## Task details
Each entry below is to be copied verbatim.

## Data provided
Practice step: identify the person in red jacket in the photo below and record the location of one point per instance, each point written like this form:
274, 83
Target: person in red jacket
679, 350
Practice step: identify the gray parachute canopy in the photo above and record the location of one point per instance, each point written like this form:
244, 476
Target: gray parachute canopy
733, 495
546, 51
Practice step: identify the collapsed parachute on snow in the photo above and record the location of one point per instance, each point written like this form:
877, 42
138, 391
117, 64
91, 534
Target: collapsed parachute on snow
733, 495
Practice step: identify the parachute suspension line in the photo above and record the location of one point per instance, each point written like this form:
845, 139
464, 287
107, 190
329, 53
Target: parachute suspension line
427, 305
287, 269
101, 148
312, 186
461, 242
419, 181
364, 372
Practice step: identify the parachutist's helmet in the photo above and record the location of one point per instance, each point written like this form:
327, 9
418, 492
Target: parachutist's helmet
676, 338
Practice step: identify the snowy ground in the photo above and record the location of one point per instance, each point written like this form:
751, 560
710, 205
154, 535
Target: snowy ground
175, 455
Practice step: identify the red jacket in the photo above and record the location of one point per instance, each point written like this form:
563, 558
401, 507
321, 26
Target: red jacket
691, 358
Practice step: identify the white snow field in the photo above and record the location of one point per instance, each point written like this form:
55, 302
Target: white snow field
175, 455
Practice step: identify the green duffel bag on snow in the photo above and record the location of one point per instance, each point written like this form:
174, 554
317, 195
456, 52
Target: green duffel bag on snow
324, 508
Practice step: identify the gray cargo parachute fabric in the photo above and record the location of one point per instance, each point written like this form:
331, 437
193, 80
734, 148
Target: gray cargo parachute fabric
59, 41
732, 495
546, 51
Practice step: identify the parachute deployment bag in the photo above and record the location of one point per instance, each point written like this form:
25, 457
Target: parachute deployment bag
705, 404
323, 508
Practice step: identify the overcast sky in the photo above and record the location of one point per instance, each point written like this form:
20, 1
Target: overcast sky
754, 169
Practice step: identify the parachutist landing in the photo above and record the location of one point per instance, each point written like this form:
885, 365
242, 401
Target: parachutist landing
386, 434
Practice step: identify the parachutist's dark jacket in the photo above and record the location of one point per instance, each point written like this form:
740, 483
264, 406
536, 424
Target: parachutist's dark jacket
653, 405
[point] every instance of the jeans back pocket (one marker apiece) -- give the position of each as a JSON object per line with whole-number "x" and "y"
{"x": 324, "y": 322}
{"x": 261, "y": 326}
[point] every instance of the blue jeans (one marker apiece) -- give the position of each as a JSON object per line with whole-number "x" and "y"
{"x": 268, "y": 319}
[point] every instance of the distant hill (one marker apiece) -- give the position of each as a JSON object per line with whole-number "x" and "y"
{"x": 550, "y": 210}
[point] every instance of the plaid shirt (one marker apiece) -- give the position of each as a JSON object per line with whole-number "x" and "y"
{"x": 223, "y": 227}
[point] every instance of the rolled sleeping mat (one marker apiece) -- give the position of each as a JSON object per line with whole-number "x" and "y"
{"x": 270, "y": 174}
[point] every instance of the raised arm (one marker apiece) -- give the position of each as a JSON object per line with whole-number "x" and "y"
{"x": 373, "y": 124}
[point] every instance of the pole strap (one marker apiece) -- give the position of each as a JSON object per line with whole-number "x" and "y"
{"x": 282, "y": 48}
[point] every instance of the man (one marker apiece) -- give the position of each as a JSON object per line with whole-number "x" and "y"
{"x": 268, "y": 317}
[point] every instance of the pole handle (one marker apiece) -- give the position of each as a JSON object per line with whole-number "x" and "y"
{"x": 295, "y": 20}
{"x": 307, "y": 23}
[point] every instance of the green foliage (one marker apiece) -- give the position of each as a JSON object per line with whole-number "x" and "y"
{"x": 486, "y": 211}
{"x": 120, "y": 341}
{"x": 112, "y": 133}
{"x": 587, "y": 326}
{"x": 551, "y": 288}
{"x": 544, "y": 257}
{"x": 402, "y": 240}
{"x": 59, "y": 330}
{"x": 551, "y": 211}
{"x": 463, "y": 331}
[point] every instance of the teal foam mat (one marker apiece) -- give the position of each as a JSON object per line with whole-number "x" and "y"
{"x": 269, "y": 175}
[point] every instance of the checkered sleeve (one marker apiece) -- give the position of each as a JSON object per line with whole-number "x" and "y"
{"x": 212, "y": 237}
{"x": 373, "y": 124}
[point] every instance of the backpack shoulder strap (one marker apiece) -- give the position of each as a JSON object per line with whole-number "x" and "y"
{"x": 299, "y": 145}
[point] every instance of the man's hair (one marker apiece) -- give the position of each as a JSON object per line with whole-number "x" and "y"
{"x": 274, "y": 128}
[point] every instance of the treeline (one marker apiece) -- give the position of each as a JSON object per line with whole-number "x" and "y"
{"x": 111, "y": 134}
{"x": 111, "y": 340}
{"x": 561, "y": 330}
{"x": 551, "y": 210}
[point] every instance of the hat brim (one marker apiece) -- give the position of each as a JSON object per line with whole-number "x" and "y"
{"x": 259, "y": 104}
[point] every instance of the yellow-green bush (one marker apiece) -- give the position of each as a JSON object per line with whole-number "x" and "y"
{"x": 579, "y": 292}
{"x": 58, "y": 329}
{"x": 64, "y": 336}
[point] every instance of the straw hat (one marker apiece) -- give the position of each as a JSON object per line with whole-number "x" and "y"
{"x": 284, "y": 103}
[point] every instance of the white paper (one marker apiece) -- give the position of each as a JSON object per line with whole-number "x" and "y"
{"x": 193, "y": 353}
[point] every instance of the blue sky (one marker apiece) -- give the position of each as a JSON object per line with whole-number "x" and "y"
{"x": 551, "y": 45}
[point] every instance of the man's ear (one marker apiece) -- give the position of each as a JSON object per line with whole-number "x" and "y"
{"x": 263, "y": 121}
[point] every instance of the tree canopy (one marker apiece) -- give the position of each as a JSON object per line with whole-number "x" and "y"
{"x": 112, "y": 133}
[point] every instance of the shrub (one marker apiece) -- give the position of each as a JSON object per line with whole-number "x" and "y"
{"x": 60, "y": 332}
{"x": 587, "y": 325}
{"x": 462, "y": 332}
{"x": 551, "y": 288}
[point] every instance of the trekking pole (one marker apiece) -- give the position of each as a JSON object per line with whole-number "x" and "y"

## Result of the task
Practice step: identify the person in red jacket in the photo below and record the location of one point per instance, each point written like this form:
274, 83
Target: person in red jacket
679, 350
Practice step: identify the gray parachute canopy in the photo above and record the location of one point per instance, each point written like this form:
244, 476
Target: gray parachute canopy
733, 495
546, 51
Practice step: identify the collapsed parachute on snow in the photo above and record the location of one point per instance, each point written like this form:
877, 42
138, 391
117, 64
91, 534
Target: collapsed parachute on snow
733, 495
Practice step: identify the parachute suspension line in the photo above and record the location of one point per instance, each point written like this form:
845, 139
464, 287
107, 190
329, 53
Target: parachute suspension line
427, 305
287, 269
101, 148
312, 186
461, 242
419, 181
364, 372
Practice step: identify the parachutist's helmet in the photo above and record the location of one point per instance, each point written like this form:
327, 9
418, 492
Target: parachutist's helmet
676, 338
Practice step: identify the snowy ground in the photo above and record the location of one point per instance, each point written like this form:
751, 560
710, 205
154, 535
Target: snowy ground
175, 455
Practice step: identify the red jacket in the photo above and record the location of one point per instance, each point written like this form:
563, 558
401, 507
321, 26
Target: red jacket
691, 358
Practice step: identify the white snow field in the photo above and record the location of one point per instance, each point written like this form:
55, 302
Target: white snow field
175, 455
Practice step: identify the green duffel bag on snow in the photo above and record the location of one point per instance, each point written like this form:
174, 554
317, 195
456, 52
Target: green duffel bag on snow
324, 508
Practice step: identify the gray cargo parachute fabric in the photo above and record the location of one point per instance, each point written like this form:
331, 437
193, 80
734, 148
Target: gray cargo parachute fabric
59, 41
732, 495
546, 51
Practice step: identify the parachute deployment bag in the photo above and record the location of one point per instance, each point written like this form:
25, 457
Target: parachute deployment bag
705, 404
323, 508
Practice step: identify the overcast sky in the photo above and record the location of one point per instance, each point written like this form:
20, 1
Target: overcast sky
754, 169
Practice step: identify the parachutist landing in the photo above and record the location of one point per instance, each point written like this form:
885, 365
242, 401
Target: parachutist landing
386, 434
Practice step: identify the parachutist's dark jacket in the photo above and record the location of one point per instance, each point written like this form:
740, 483
264, 406
536, 424
Target: parachutist's dark jacket
653, 405
[point] every instance of the jeans back pocket (one marker apiece) -- give the position of each as a JSON object per line with whole-number "x" and "y"
{"x": 324, "y": 322}
{"x": 261, "y": 326}
[point] every instance of the blue jeans (one marker apiece) -- give the position of each as a JSON object per line with whole-number "x" and "y"
{"x": 268, "y": 319}
[point] every instance of the distant hill (one marker apiece) -- give the position of each as a JSON object per line with whole-number "x" and "y"
{"x": 550, "y": 210}
[point] every instance of the plaid shirt (one marker apiece) -- give the position of each as a JSON object per line with whole-number "x" and "y"
{"x": 223, "y": 227}
[point] every instance of the rolled sleeping mat (one marker apiece) -- give the position of each as a JSON object per line with whole-number "x" and "y"
{"x": 270, "y": 174}
[point] every instance of the raised arm (one marker apiece) -- give the position of each as a JSON object per line with whole-number "x" and "y"
{"x": 373, "y": 124}
[point] every instance of the pole strap (one marker apiece) -- give the position of each as a JSON object per line with whole-number "x" and "y"
{"x": 282, "y": 48}
[point] every instance of the man (one marker apiece) -- give the position of each as a JSON object per line with whole-number "x" and "y"
{"x": 268, "y": 317}
[point] every instance of the pole handle (one marker apiece) -- give the position of each as a JSON object per line with whole-number "x" and "y"
{"x": 295, "y": 20}
{"x": 307, "y": 23}
[point] every instance of the green foliage (one marker apiece) -- give the position of each as a JSON object per line with whole-number "x" and "y"
{"x": 486, "y": 211}
{"x": 120, "y": 341}
{"x": 112, "y": 133}
{"x": 587, "y": 326}
{"x": 551, "y": 288}
{"x": 544, "y": 257}
{"x": 402, "y": 240}
{"x": 59, "y": 330}
{"x": 551, "y": 211}
{"x": 463, "y": 331}
[point] every instance of the teal foam mat (one marker apiece) -- give the position of each as a JSON object per line with whole-number "x" and "y"
{"x": 269, "y": 175}
[point] every instance of the checkered sleeve (one marker apiece) -- give the position of each as a JSON object per line with whole-number "x" and "y"
{"x": 212, "y": 237}
{"x": 373, "y": 124}
[point] every instance of the backpack shoulder strap (one marker apiece) -- give the position of each as a JSON object per line with whole-number "x" and "y"
{"x": 299, "y": 145}
[point] every instance of the man's hair (one marker apiece) -- give the position of each as a JSON object per line with whole-number "x" and "y"
{"x": 274, "y": 128}
[point] every instance of the treeline (one marker apiece) -- give the position of each as a JSON object per line with whole-number "x" and "y"
{"x": 111, "y": 134}
{"x": 111, "y": 340}
{"x": 561, "y": 330}
{"x": 551, "y": 210}
[point] every instance of the hat brim (one marker apiece) -- give the position of each as a JSON object per line with whole-number "x" and "y"
{"x": 259, "y": 104}
[point] every instance of the yellow-green bush (one marker apiece) -- give the position of each as a JSON object per line with whole-number "x" and "y"
{"x": 579, "y": 292}
{"x": 58, "y": 329}
{"x": 64, "y": 336}
[point] every instance of the straw hat (one marker apiece) -- give the position of each as a JSON object per line with whole-number "x" and "y"
{"x": 284, "y": 103}
[point] every instance of the white paper (one marker apiece) -- give the position of each as a JSON object per line with whole-number "x" and "y"
{"x": 193, "y": 353}
[point] every instance of the blue sky (one marker apiece) -- give the position of each as a JSON object per line with whole-number "x" and "y"
{"x": 551, "y": 45}
[point] every instance of the man's ear (one marker apiece) -- give the position of each as a JSON object per line with whole-number "x" and "y"
{"x": 263, "y": 121}
[point] every instance of the tree canopy (one marker apiece) -- give the position of each as a JSON object per line with whole-number "x" and "y"
{"x": 112, "y": 133}
[point] every instance of the shrub (one marker apiece) -- give the position of each as a JSON object per line with whole-number "x" and "y"
{"x": 60, "y": 332}
{"x": 587, "y": 325}
{"x": 462, "y": 332}
{"x": 551, "y": 288}
[point] every instance of the trekking pole (one marker apiece) -- give the position of each as a JSON object per line with whole-number "x" and "y"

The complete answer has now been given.